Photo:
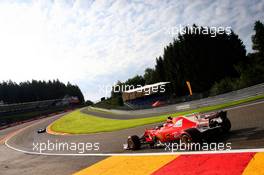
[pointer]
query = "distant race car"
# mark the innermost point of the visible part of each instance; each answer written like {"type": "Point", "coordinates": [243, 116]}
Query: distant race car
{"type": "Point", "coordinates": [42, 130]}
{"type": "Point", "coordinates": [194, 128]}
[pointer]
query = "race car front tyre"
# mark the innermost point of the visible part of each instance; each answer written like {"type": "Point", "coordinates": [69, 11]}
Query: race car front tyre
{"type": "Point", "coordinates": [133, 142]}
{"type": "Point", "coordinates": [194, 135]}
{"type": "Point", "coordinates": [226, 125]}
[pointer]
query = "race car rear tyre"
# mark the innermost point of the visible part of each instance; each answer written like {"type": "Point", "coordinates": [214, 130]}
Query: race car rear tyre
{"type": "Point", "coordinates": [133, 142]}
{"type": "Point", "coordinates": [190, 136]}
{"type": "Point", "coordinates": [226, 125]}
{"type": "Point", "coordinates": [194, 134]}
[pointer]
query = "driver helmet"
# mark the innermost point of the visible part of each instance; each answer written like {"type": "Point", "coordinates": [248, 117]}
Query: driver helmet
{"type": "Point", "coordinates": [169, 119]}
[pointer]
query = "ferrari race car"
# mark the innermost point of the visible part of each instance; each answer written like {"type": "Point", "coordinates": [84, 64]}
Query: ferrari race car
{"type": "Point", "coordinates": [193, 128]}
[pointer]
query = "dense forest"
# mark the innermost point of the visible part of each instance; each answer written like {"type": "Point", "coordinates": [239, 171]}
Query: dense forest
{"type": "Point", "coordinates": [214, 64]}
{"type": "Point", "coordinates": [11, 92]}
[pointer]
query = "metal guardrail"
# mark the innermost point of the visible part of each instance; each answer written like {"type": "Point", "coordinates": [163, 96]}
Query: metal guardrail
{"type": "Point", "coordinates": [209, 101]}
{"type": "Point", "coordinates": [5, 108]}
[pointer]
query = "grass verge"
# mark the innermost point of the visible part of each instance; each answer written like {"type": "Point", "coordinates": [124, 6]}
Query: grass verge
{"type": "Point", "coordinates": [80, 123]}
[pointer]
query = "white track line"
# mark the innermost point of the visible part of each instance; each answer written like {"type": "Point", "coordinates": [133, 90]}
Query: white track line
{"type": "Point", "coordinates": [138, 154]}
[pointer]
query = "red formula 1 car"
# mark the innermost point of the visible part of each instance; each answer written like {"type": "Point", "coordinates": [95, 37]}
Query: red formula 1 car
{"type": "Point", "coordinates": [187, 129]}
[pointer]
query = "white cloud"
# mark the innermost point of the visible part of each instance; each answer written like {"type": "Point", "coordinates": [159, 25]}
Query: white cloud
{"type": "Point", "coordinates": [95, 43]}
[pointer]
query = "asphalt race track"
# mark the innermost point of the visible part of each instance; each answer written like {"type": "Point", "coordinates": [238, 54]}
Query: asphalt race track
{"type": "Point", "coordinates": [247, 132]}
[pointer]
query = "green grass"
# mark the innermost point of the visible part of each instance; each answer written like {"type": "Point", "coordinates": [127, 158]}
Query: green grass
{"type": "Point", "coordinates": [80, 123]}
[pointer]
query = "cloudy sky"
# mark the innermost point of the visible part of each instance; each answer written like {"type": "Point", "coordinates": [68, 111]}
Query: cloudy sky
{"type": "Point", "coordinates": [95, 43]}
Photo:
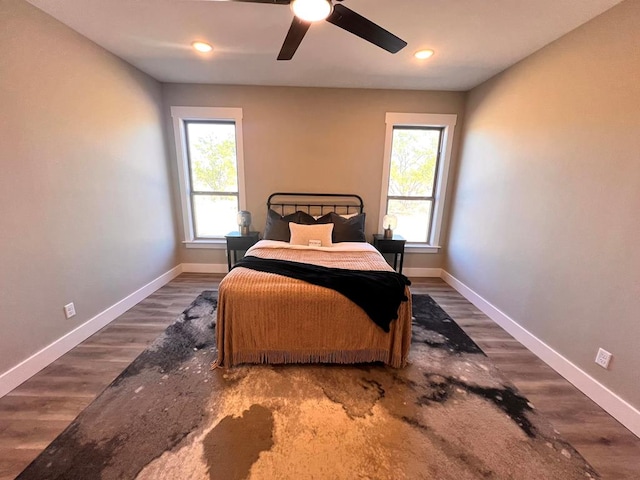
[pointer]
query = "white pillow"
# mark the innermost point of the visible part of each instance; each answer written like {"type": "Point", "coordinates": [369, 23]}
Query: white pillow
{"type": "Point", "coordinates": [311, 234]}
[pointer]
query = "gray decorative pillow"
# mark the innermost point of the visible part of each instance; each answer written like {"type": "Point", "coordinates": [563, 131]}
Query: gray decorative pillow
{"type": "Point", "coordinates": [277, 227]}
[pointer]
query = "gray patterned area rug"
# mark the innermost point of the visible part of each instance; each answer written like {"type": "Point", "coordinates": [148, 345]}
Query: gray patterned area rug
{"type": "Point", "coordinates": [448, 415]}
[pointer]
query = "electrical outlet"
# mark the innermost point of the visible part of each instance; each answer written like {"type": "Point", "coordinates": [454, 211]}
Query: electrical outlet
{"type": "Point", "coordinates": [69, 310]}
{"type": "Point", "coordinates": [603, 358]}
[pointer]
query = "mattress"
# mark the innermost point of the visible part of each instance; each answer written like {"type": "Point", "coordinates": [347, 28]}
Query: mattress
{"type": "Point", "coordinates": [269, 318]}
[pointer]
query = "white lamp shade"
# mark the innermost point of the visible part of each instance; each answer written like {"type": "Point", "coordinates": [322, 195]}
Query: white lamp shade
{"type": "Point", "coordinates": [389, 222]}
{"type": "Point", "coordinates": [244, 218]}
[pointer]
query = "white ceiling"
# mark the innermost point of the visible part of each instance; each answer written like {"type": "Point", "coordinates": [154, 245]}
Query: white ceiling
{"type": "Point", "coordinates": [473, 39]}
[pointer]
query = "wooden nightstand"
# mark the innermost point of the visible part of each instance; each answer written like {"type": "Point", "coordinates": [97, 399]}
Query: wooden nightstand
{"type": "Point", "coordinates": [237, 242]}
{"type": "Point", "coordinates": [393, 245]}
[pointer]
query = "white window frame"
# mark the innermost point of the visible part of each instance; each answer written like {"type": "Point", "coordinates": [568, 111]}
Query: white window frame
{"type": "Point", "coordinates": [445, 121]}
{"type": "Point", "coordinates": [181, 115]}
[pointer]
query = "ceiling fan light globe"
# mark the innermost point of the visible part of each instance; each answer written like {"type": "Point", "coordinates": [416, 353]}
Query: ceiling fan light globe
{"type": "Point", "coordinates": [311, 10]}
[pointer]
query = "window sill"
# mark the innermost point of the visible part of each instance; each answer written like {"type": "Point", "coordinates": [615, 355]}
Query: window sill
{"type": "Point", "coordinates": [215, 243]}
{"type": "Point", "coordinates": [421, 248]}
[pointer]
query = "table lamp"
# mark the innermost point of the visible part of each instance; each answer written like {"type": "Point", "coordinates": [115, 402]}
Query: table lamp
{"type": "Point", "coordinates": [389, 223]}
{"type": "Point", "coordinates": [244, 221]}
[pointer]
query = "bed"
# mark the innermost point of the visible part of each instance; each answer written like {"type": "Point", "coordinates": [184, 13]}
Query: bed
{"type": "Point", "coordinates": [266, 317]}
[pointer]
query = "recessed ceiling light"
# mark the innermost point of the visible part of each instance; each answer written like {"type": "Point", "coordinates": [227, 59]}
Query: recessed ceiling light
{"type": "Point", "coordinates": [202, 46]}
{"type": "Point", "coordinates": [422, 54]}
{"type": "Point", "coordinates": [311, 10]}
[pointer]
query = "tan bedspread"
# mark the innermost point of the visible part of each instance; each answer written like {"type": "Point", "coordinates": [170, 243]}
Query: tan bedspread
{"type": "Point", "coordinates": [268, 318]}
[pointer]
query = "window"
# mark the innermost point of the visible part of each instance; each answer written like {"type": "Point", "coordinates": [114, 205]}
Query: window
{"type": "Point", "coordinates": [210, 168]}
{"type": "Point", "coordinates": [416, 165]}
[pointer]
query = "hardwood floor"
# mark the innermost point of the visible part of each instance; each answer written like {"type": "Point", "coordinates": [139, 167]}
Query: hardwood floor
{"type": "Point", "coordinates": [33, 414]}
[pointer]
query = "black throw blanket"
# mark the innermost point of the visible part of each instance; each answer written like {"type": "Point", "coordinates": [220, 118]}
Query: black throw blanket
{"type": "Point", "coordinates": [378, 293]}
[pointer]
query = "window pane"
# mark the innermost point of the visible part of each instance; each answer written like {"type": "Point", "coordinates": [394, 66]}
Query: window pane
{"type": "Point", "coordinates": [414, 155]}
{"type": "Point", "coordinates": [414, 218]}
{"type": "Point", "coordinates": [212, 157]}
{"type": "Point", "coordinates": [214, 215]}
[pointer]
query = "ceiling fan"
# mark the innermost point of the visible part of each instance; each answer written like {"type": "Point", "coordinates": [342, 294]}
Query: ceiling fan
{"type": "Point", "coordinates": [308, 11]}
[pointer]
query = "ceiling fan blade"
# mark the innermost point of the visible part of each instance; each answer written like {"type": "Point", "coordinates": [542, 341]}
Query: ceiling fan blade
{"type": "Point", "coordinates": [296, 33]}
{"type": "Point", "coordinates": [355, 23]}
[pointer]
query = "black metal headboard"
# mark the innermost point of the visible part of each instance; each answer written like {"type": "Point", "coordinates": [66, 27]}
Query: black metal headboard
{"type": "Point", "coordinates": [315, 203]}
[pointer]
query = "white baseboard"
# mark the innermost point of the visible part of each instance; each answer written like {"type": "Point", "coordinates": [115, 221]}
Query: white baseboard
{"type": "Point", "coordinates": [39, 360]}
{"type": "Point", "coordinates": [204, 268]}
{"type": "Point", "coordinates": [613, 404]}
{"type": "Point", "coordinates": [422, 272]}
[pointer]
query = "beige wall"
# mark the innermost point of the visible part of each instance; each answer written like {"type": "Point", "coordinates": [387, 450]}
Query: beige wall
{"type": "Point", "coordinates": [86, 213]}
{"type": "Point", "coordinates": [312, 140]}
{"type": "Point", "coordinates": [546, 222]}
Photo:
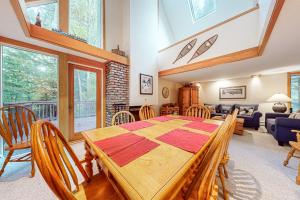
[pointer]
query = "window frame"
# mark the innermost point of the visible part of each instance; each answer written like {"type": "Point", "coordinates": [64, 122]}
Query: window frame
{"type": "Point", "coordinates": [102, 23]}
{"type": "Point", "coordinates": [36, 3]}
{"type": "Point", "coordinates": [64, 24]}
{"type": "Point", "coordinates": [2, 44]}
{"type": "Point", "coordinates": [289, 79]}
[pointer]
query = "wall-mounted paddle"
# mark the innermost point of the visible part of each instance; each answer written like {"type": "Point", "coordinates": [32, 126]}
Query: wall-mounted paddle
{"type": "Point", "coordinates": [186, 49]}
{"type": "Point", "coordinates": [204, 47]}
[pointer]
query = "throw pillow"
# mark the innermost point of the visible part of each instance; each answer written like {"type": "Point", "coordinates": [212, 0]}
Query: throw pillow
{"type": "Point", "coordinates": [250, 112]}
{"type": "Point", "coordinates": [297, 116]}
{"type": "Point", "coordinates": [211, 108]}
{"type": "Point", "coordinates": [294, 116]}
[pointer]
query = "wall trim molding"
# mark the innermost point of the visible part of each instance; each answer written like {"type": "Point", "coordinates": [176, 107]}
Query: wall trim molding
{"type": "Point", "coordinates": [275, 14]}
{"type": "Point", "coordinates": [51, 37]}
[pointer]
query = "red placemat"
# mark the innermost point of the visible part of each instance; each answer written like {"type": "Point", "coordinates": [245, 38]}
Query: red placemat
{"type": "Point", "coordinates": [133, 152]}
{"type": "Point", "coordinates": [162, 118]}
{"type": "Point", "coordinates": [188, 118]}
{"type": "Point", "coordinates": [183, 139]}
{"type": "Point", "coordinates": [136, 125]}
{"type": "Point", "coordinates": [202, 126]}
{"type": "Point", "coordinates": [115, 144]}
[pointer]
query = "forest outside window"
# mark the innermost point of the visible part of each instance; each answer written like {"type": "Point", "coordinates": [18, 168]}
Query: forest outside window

**OBJECTIVE**
Locate each line in the items above containing the string "tyre" and copy those lines out. The match is case-sensitive.

**REPLY TO THE TASK**
query = "race car front tyre"
Query: race car front tyre
query = "race car rear tyre"
Query: race car rear tyre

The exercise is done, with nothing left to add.